> [TASK MATERIAL]

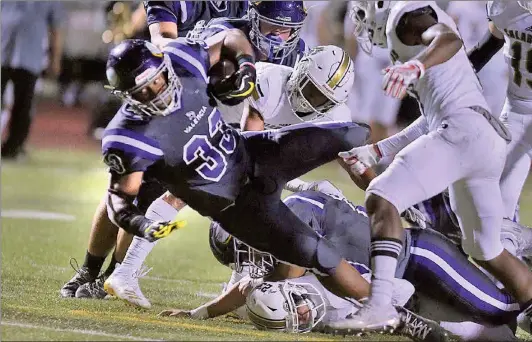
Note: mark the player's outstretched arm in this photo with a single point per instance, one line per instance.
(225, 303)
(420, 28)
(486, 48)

==

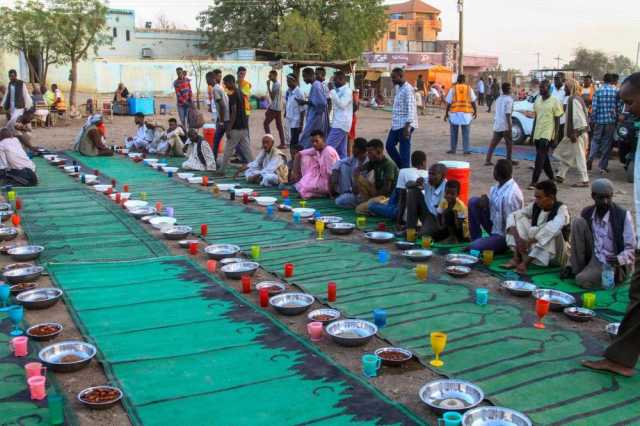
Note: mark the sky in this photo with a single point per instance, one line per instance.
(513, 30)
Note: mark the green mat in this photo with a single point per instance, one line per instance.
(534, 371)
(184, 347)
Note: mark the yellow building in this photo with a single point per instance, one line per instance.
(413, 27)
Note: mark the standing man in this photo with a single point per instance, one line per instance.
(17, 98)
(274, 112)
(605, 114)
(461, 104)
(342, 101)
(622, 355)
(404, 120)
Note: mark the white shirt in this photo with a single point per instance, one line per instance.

* * *

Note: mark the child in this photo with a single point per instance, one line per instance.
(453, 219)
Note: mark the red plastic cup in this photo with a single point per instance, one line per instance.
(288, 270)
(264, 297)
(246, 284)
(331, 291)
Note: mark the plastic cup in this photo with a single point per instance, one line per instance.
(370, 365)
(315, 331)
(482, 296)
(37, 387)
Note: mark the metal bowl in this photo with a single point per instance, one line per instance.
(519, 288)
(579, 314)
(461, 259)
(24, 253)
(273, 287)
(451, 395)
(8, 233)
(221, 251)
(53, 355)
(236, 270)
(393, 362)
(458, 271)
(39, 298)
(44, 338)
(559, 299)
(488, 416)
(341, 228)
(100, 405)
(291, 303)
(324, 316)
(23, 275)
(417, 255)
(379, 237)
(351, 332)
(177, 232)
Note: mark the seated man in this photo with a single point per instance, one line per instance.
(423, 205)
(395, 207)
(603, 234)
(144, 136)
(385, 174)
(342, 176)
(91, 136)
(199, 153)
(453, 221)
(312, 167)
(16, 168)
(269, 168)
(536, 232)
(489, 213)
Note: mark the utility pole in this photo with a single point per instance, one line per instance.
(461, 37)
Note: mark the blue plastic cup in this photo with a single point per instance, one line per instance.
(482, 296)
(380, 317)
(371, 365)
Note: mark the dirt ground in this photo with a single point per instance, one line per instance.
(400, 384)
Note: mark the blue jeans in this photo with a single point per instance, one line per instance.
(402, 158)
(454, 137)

> [REQUIREMENT] Please recast the rows from the line with "Note: mark the sky" to the line with "Note: mark the white" as a numbered list, including both of those lines and leaving out any blank lines.

> [PROBLEM SOLUTION]
1. Note: mark the sky in this photo with a single point per instance, one line per instance.
2. (513, 30)
3. Note: mark the green mat in this photo with a single point per instance, one line per instance.
4. (534, 371)
5. (184, 347)
6. Note: mark the yellow building in this photo with a single point per instance, one line per instance.
7. (413, 27)
8. Note: mark the standing man in this photo with a single point per instance, one line per instance.
9. (17, 98)
10. (274, 112)
11. (605, 114)
12. (461, 104)
13. (342, 101)
14. (622, 355)
15. (404, 120)
16. Note: mark the white shirt in this photo with a single point per instance, one line per instance.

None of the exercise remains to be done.